TEXT PASSAGE:

▶

CORPORATE | 14.10.2020
Aviation: a business driver for MAPFRE Global Risks in Central America
José María Romero
CEO of the Central America and Dominican Republic Subregion
In MAPFRE Global Risks we know that trust is a key element for building long-term relationships: Transparency and communication with our clients are our raison d’être.
MAPFRE Global Risks offers insurance solutions for large companies and have a wide experience derived from leading international programmes through our service network that operates in over 100 countries worldwide.
Our position in the Spanish market and prominence in Latin America, together with our solid international growth in recent years, underpins our ability to develop tailored solutions for the most complex risks: Energy (Electricity and Oil & Gas), Industry, Telecommunications, Construction, Large Infrastructures, Aviation and Space, Marine, and the Services sector. We strive to exceed our clients’ expectations.
Along with Mexico, this subregion is part of the LATAM North structure, and its scope includes Guatemala, El Salvador, Honduras, Nicaragua, Costa Rica, Panama, and the Dominican Republic. We are the number one private company in the sector, and we aspire to contribute close to 900 million euros in premiums and more than 40 million in profit to the group. This is thanks to a young, committed team with great management skills which, combined with a strong regional presence, helps us to continue offering a multi-country model to facilitate our clients’, brokers’, and providers’ daily operations with comprehensive, standardized, and cutting-edge service.
In our environment, our abilities as a multinational firm operating in all lines of the sector – including Finance, our Assistance and Credit Insurance subsidiaries, having our own Reinsurance Company with GRU, being a company specializing in major clients, and our presence on all continents are features that make us highly visible as we are the only multinational firm operating in all countries.
In the current context of reduced private investment, economic downturn, and production capacity decline, large companies in the countries where we operate are facing challenges in which – given the weight and potential in our countries’ portfolio – the reliability, solvency, business model, vision, experience, and technical and financial abilities of the Global Risk Unit will be crucial when it comes to addressing the challenges ahead with guaranteed success:
- Dependence on exports.
- Drop in commodity prices due to contraction of global demand and dependence on exchange rates.
- Significant decline in tourism. In some countries in our environment, tourism is the second largest source of revenue after remittances.
- Risk aversion, worsening financial conditions, and capital outflow from the portfolio.
- Geopolitical uncertainty.
Even in the foreseeable scenario of a decline in insurance business premiums, with an asymmetrical effect for each line, MAPFRE has made a decided commitment to Central America and the Dominican Republic as a region with a great deal of potential for future growth and one that operates largely as an emerging block that has been able to grow beyond other Latin American countries with excellent profitability and an appropriate return on capital. As a whole, Central America continues to have business appeal and, even with a number of social and structural problems, international connections have been made and significant tax incentives have bolstered the pull of foreign capital.
In the retail sector, low industry penetration and insufficient participation in the GDP of countries in our environment significantly impact economic growth. The limited protection for the majority of families/small and medium enterprises also contributes to this scenario, as they are forced to take on complex situations with their own equity. Within this frame of mind, this MAPFRE subregion is taking on its immediate future by focusing on the following challenges:
- Digital transformation, technology, and a commitment to innovation and standardized models.
- Narrowing the insurance protection gap.
- Driving understanding of fiscal incentives based on the characteristics of each market.

◀

[Stored records]
▶

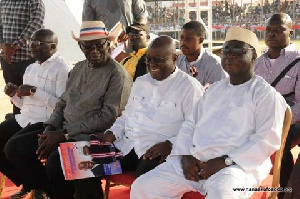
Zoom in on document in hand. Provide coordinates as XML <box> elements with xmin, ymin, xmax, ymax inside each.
<box><xmin>58</xmin><ymin>141</ymin><xmax>122</xmax><ymax>180</ymax></box>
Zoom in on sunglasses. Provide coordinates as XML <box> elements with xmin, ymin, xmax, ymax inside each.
<box><xmin>26</xmin><ymin>40</ymin><xmax>55</xmax><ymax>46</ymax></box>
<box><xmin>221</xmin><ymin>48</ymin><xmax>254</xmax><ymax>55</ymax></box>
<box><xmin>79</xmin><ymin>40</ymin><xmax>107</xmax><ymax>50</ymax></box>
<box><xmin>146</xmin><ymin>55</ymin><xmax>172</xmax><ymax>64</ymax></box>
<box><xmin>128</xmin><ymin>33</ymin><xmax>143</xmax><ymax>39</ymax></box>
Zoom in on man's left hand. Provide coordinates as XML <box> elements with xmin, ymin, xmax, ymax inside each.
<box><xmin>143</xmin><ymin>140</ymin><xmax>172</xmax><ymax>162</ymax></box>
<box><xmin>199</xmin><ymin>157</ymin><xmax>226</xmax><ymax>180</ymax></box>
<box><xmin>36</xmin><ymin>131</ymin><xmax>65</xmax><ymax>160</ymax></box>
<box><xmin>17</xmin><ymin>84</ymin><xmax>34</xmax><ymax>98</ymax></box>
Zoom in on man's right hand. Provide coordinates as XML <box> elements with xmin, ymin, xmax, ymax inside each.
<box><xmin>0</xmin><ymin>43</ymin><xmax>21</xmax><ymax>64</ymax></box>
<box><xmin>96</xmin><ymin>131</ymin><xmax>116</xmax><ymax>143</ymax></box>
<box><xmin>181</xmin><ymin>155</ymin><xmax>201</xmax><ymax>182</ymax></box>
<box><xmin>4</xmin><ymin>82</ymin><xmax>18</xmax><ymax>97</ymax></box>
<box><xmin>38</xmin><ymin>124</ymin><xmax>55</xmax><ymax>147</ymax></box>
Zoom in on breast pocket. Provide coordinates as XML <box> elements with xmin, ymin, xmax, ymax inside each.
<box><xmin>280</xmin><ymin>74</ymin><xmax>297</xmax><ymax>91</ymax></box>
<box><xmin>154</xmin><ymin>100</ymin><xmax>183</xmax><ymax>123</ymax></box>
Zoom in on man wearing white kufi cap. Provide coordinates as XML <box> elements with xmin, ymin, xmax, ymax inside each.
<box><xmin>131</xmin><ymin>27</ymin><xmax>287</xmax><ymax>199</ymax></box>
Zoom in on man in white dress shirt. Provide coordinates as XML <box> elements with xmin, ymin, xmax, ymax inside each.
<box><xmin>130</xmin><ymin>27</ymin><xmax>287</xmax><ymax>199</ymax></box>
<box><xmin>255</xmin><ymin>13</ymin><xmax>300</xmax><ymax>198</ymax></box>
<box><xmin>0</xmin><ymin>29</ymin><xmax>72</xmax><ymax>198</ymax></box>
<box><xmin>102</xmin><ymin>36</ymin><xmax>203</xmax><ymax>177</ymax></box>
<box><xmin>177</xmin><ymin>21</ymin><xmax>227</xmax><ymax>86</ymax></box>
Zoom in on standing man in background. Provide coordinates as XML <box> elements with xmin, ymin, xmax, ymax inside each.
<box><xmin>0</xmin><ymin>0</ymin><xmax>45</xmax><ymax>114</ymax></box>
<box><xmin>82</xmin><ymin>0</ymin><xmax>148</xmax><ymax>30</ymax></box>
<box><xmin>177</xmin><ymin>21</ymin><xmax>226</xmax><ymax>86</ymax></box>
<box><xmin>255</xmin><ymin>13</ymin><xmax>300</xmax><ymax>198</ymax></box>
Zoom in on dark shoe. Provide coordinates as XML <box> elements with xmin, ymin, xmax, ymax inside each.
<box><xmin>5</xmin><ymin>113</ymin><xmax>14</xmax><ymax>120</ymax></box>
<box><xmin>32</xmin><ymin>189</ymin><xmax>48</xmax><ymax>199</ymax></box>
<box><xmin>10</xmin><ymin>186</ymin><xmax>31</xmax><ymax>199</ymax></box>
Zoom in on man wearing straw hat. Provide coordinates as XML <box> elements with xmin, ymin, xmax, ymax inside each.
<box><xmin>131</xmin><ymin>27</ymin><xmax>287</xmax><ymax>199</ymax></box>
<box><xmin>3</xmin><ymin>21</ymin><xmax>132</xmax><ymax>199</ymax></box>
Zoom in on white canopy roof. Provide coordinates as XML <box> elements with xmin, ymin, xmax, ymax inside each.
<box><xmin>43</xmin><ymin>0</ymin><xmax>85</xmax><ymax>62</ymax></box>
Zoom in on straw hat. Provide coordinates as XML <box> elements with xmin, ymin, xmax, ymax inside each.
<box><xmin>72</xmin><ymin>21</ymin><xmax>113</xmax><ymax>41</ymax></box>
<box><xmin>225</xmin><ymin>27</ymin><xmax>258</xmax><ymax>51</ymax></box>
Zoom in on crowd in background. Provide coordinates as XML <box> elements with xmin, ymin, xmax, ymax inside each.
<box><xmin>147</xmin><ymin>0</ymin><xmax>300</xmax><ymax>39</ymax></box>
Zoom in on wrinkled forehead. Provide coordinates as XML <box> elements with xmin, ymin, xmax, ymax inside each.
<box><xmin>146</xmin><ymin>45</ymin><xmax>173</xmax><ymax>57</ymax></box>
<box><xmin>129</xmin><ymin>28</ymin><xmax>146</xmax><ymax>34</ymax></box>
<box><xmin>80</xmin><ymin>38</ymin><xmax>108</xmax><ymax>44</ymax></box>
<box><xmin>223</xmin><ymin>40</ymin><xmax>250</xmax><ymax>48</ymax></box>
<box><xmin>31</xmin><ymin>31</ymin><xmax>49</xmax><ymax>41</ymax></box>
<box><xmin>267</xmin><ymin>15</ymin><xmax>289</xmax><ymax>26</ymax></box>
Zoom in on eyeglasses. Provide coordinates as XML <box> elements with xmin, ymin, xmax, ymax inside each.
<box><xmin>221</xmin><ymin>48</ymin><xmax>254</xmax><ymax>55</ymax></box>
<box><xmin>128</xmin><ymin>33</ymin><xmax>143</xmax><ymax>39</ymax></box>
<box><xmin>79</xmin><ymin>40</ymin><xmax>107</xmax><ymax>50</ymax></box>
<box><xmin>26</xmin><ymin>40</ymin><xmax>55</xmax><ymax>46</ymax></box>
<box><xmin>146</xmin><ymin>55</ymin><xmax>172</xmax><ymax>64</ymax></box>
<box><xmin>266</xmin><ymin>28</ymin><xmax>286</xmax><ymax>34</ymax></box>
<box><xmin>179</xmin><ymin>37</ymin><xmax>196</xmax><ymax>43</ymax></box>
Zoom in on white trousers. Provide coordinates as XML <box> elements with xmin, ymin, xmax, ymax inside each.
<box><xmin>130</xmin><ymin>156</ymin><xmax>257</xmax><ymax>199</ymax></box>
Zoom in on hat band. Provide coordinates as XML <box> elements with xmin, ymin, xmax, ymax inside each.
<box><xmin>80</xmin><ymin>27</ymin><xmax>108</xmax><ymax>37</ymax></box>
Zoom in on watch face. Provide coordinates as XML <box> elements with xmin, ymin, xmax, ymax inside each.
<box><xmin>225</xmin><ymin>157</ymin><xmax>233</xmax><ymax>166</ymax></box>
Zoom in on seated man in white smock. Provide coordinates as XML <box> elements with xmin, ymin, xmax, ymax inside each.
<box><xmin>130</xmin><ymin>27</ymin><xmax>287</xmax><ymax>199</ymax></box>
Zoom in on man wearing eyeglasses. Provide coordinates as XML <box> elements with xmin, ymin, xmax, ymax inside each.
<box><xmin>82</xmin><ymin>0</ymin><xmax>148</xmax><ymax>30</ymax></box>
<box><xmin>130</xmin><ymin>27</ymin><xmax>287</xmax><ymax>199</ymax></box>
<box><xmin>255</xmin><ymin>13</ymin><xmax>300</xmax><ymax>197</ymax></box>
<box><xmin>177</xmin><ymin>21</ymin><xmax>226</xmax><ymax>86</ymax></box>
<box><xmin>0</xmin><ymin>0</ymin><xmax>45</xmax><ymax>114</ymax></box>
<box><xmin>120</xmin><ymin>23</ymin><xmax>150</xmax><ymax>81</ymax></box>
<box><xmin>0</xmin><ymin>29</ymin><xmax>72</xmax><ymax>198</ymax></box>
<box><xmin>3</xmin><ymin>21</ymin><xmax>132</xmax><ymax>199</ymax></box>
<box><xmin>101</xmin><ymin>36</ymin><xmax>203</xmax><ymax>180</ymax></box>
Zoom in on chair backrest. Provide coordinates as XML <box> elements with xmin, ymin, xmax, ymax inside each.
<box><xmin>268</xmin><ymin>107</ymin><xmax>292</xmax><ymax>199</ymax></box>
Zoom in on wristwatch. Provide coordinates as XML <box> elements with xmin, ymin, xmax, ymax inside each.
<box><xmin>63</xmin><ymin>129</ymin><xmax>70</xmax><ymax>140</ymax></box>
<box><xmin>29</xmin><ymin>87</ymin><xmax>36</xmax><ymax>96</ymax></box>
<box><xmin>223</xmin><ymin>155</ymin><xmax>235</xmax><ymax>167</ymax></box>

◀

PARTS OF THE EXERCISE:
1) Using the MAPFRE Global Risks article, explain in one to three sentences why the firm's features make it highly visible in its environment.
2) Update the stretch of the MAPFRE Global Risks article from "CORPORATE | 14.10.2020" through "100 countries worldwide.", replacing "Transparency" with "Openness".
These records have no connection to the MAPFRE Global Risks article.

SOLUTIONS TO THE EXERCISE:
1) Its features include operating in all lines of the sector (Finance, Assistance and Credit Insurance subsidiaries, and its own Reinsurance Company with GRU), specializing in major clients, and having a presence on all continents. These make it highly visible because it is the only multinational firm operating in all countries.

2)
CORPORATE | 14.10.2020
Aviation: a business driver for MAPFRE Global Risks in Central America
José María Romero
CEO of the Central America and Dominican Republic Subregion
In MAPFRE Global Risks we know that trust is a key element for building long-term relationships: Openness and communication with our clients are our raison d’être.
MAPFRE Global Risks offers insurance solutions for large companies and have a wide experience derived from leading international programmes through our service network that operates in over 100 countries worldwide.